• **Atividade proposta 1**: Traduza para o inglês a frase "Nunca havia estado antes na Argentina.", do texto sobre o sonho com a avó.
• **Atividade proposta 2**: Transcreva, do texto sobre o sonho com a avó, o trecho que vai de "O encontro aconteceu" até "ofereci e recebi.".

• **Trecho para leitura**:
# # # #

O ABRAÇO DA AVÓ MORTA

Um dia desses fui a Buenos Aires. Lá, na noite gelada, reencontrei, após 17 anos, a única avó que tive na vida. Seu abraço me trouxe uma espécie esquisita de conforto.

O encontro aconteceu apenas no meu sonho. Mas não significa que não tenha sido uma experiência real. Aconteceu, em algum nível de realidade paralela, pelo menos. Para mim, no entanto, foi mais intenso e verdadeiro que quase todos os abraços que já ofereci e recebi.

Nunca havia estado antes na Argentina. Nunca havia estado antes com a minha avó depois de sua morte. Não sei ainda definir o sentimento que causou em mim essa situação.

Não sou exatamente o que se pode chamar de um homem de fé. Não sou também, confesso, um homem amedrontado ou encantado com fantasmas. Tampouco creio em aparições mágicas. São algumas verdades que alardeio intimamente e têm atendido as minhas necessidades, poucas, de entender coisas além da minha jurisdição.

Mas aí veio a minha avó, mais velha ainda do que quando partiu. Ainda me amando e desejando o meu abraço. No roteiro simples do sonho ela havia tapeado a morte, estava bem viva todos esses anos. Doente, debilitada, mas viva. Ficou feliz em me ver de novo após tantos anos. Nosso abraço foi terno e ultrapassou em beleza qualquer narrativa poética.

# # # #

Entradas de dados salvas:
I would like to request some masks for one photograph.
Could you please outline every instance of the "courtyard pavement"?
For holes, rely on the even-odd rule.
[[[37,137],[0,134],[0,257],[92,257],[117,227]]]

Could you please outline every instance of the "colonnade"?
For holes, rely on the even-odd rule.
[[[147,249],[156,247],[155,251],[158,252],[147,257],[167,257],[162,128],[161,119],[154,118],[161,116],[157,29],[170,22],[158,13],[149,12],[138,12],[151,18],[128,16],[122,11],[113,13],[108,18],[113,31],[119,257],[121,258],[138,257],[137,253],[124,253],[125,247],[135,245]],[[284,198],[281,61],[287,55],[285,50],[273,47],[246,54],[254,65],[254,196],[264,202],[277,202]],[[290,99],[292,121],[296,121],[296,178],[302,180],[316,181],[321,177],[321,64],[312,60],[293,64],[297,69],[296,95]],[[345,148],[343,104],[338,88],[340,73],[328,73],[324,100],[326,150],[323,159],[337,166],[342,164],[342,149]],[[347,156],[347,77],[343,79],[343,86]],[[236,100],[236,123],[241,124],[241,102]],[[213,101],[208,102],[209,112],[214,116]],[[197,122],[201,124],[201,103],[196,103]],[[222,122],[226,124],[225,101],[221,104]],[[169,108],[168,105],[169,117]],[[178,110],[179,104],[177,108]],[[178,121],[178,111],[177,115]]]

# # # #

• **Resposta da atividade 1**: I had never been to Argentina before.

• **Resposta da atividade 2**:
O encontro aconteceu apenas no meu sonho. Mas não significa que não tenha sido uma experiência real. Aconteceu, em algum nível de realidade paralela, pelo menos. Para mim, no entanto, foi mais intenso e verdadeiro que quase todos os abraços que já ofereci e recebi.